Supplied text:

☆ ☆ ☆ ☆ ☆ ☆ ☆

7. Where the Court of Appeals determines that an indigent's appeal is
wholly frivolous, the motion of court-appointed counsel to withdraw as
counsel of record should be allowed, and the judgment of the trial court
should be affirmed.
Toney at syllabus.
{¶5} The only issue discussed by counsel relates to an oral motion to
withdraw a plea. Counsel questions whether such a motion can be raised after the
direct appeal has affirmed the conviction, but there is a limited remand to the trial
court solely for resentencing due to an error in imposing consecutive sentences
under R.C. 2929.14(C). A motion to withdraw a plea cannot be sustained by the trial
court after the case has been appealed and the conviction affirmed. State v.

☆ ☆ ☆ ☆ ☆ ☆ ☆

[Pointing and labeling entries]

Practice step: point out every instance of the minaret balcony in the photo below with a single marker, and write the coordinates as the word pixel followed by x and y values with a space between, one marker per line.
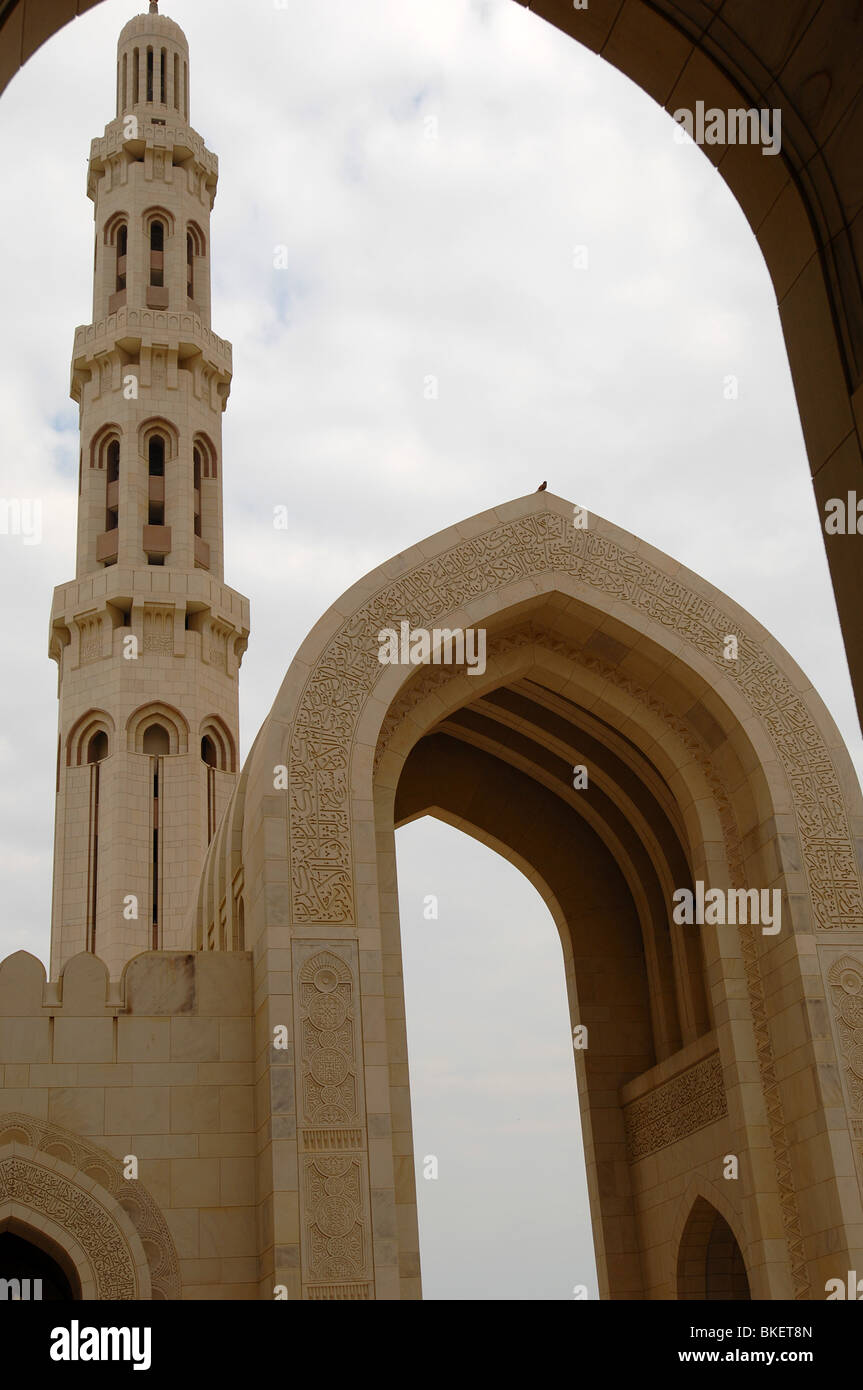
pixel 107 545
pixel 157 540
pixel 135 328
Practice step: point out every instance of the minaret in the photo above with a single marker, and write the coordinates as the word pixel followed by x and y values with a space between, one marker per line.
pixel 148 637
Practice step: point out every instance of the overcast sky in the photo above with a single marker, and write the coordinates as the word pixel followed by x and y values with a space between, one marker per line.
pixel 431 167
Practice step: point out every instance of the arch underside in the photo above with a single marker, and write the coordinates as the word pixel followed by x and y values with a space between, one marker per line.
pixel 634 988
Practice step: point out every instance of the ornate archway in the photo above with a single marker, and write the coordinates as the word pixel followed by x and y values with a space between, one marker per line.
pixel 63 1189
pixel 703 769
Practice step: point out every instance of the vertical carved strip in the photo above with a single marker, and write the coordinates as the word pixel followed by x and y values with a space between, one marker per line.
pixel 331 1122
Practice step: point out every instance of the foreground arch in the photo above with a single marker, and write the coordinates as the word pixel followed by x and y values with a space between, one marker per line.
pixel 703 1041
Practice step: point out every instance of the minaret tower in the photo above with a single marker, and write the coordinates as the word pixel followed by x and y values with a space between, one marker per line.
pixel 148 637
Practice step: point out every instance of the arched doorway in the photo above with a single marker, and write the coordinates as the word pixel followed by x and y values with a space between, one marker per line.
pixel 34 1268
pixel 492 1070
pixel 710 1264
pixel 603 656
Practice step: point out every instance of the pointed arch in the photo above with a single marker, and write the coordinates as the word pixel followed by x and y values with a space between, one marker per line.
pixel 209 459
pixel 157 426
pixel 709 1262
pixel 100 445
pixel 214 729
pixel 109 1229
pixel 84 730
pixel 157 715
pixel 157 214
pixel 594 640
pixel 113 227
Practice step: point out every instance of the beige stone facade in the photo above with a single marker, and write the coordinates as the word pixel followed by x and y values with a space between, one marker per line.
pixel 209 1097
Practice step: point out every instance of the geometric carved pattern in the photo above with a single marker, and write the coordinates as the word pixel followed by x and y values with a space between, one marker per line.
pixel 845 980
pixel 79 1214
pixel 327 1041
pixel 348 670
pixel 676 1108
pixel 331 1130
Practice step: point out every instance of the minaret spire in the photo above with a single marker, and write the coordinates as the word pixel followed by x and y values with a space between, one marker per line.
pixel 148 635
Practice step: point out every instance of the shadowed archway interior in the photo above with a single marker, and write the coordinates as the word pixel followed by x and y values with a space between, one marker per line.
pixel 36 1266
pixel 710 1265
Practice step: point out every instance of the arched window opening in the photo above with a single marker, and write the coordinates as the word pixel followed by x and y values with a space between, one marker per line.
pixel 111 519
pixel 157 260
pixel 156 456
pixel 156 741
pixel 210 756
pixel 97 747
pixel 710 1265
pixel 122 245
pixel 196 467
pixel 241 925
pixel 32 1273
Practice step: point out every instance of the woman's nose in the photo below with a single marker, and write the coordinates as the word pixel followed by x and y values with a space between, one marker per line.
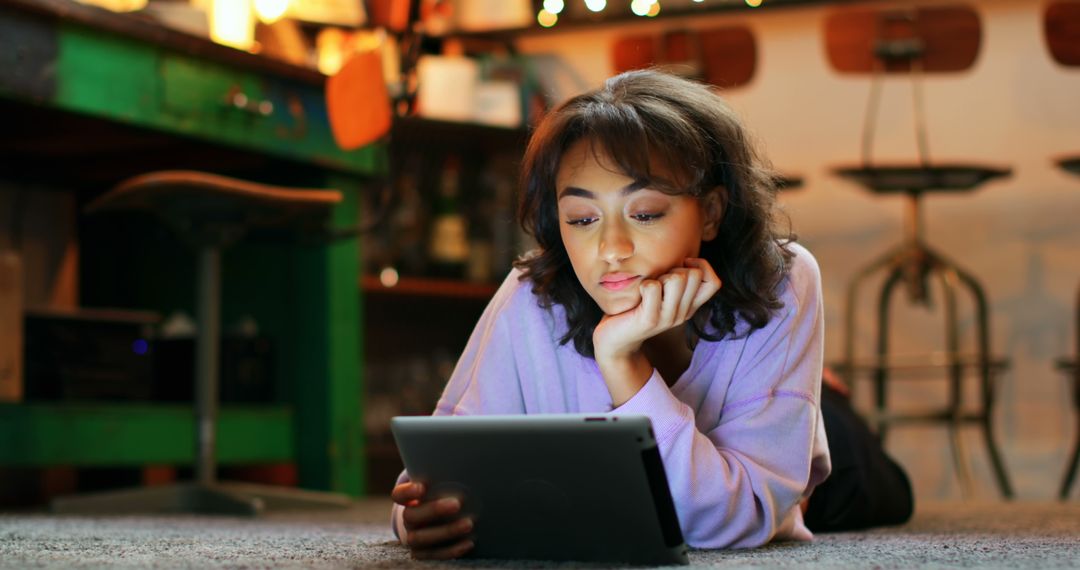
pixel 615 244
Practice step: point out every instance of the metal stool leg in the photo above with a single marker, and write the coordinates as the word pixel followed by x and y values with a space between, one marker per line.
pixel 881 370
pixel 986 380
pixel 1070 474
pixel 948 281
pixel 849 316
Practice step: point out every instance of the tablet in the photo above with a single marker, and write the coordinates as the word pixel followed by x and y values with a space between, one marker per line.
pixel 550 487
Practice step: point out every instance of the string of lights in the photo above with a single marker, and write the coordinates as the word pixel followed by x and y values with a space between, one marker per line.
pixel 548 15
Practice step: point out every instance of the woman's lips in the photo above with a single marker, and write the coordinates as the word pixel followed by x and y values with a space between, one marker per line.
pixel 618 281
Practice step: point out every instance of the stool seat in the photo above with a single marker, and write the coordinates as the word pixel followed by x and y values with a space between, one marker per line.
pixel 213 207
pixel 1069 164
pixel 915 178
pixel 211 212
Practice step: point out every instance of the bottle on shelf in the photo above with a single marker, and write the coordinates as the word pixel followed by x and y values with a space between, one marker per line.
pixel 448 241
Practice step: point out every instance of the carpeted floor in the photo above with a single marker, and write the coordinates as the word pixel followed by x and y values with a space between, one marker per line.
pixel 941 535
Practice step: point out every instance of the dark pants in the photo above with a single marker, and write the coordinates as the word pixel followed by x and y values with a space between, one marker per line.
pixel 866 488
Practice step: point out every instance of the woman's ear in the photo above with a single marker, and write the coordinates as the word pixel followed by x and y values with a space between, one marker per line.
pixel 712 205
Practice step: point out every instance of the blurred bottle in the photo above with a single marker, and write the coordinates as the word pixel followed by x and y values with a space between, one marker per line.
pixel 448 243
pixel 409 221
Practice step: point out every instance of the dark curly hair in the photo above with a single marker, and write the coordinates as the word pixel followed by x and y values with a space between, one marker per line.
pixel 635 117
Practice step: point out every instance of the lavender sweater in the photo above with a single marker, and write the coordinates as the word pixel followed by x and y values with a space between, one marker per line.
pixel 740 432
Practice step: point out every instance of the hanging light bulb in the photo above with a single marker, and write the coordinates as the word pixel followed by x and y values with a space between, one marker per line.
pixel 270 11
pixel 640 8
pixel 547 18
pixel 555 7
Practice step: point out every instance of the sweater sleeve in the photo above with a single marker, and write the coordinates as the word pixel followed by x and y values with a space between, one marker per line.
pixel 738 484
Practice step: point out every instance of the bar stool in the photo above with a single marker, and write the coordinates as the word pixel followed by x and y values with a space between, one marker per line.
pixel 210 213
pixel 915 41
pixel 1071 366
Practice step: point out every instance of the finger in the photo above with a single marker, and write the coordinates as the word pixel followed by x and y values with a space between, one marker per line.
pixel 407 493
pixel 445 553
pixel 674 284
pixel 431 537
pixel 426 514
pixel 651 294
pixel 686 307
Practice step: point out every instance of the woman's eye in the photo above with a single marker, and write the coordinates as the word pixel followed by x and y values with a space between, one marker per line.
pixel 647 217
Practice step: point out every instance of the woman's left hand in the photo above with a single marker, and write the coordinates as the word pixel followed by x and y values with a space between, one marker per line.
pixel 666 302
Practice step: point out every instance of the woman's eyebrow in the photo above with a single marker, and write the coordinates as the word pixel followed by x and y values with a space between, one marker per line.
pixel 581 192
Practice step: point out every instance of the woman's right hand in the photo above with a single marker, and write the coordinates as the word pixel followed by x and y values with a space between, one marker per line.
pixel 433 529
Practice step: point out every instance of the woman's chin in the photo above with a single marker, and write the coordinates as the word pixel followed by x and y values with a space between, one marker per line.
pixel 613 307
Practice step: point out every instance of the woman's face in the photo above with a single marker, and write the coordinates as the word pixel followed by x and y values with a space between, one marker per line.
pixel 618 232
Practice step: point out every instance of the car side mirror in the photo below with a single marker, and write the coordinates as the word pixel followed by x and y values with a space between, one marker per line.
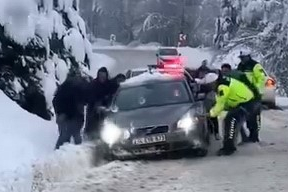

☆ ☆ ☆ ☆ ☆ ☆ ☆

Direction: Reproduce the court excerpt from "7. Where the" up to and including "Toney at syllabus.".

Solution to this task:
7. Where the Court of Appeals determines that an indigent's appeal is
wholly frivolous, the motion of court-appointed counsel to withdraw as
counsel of record should be allowed, and the judgment of the trial court
should be affirmed.
Toney at syllabus.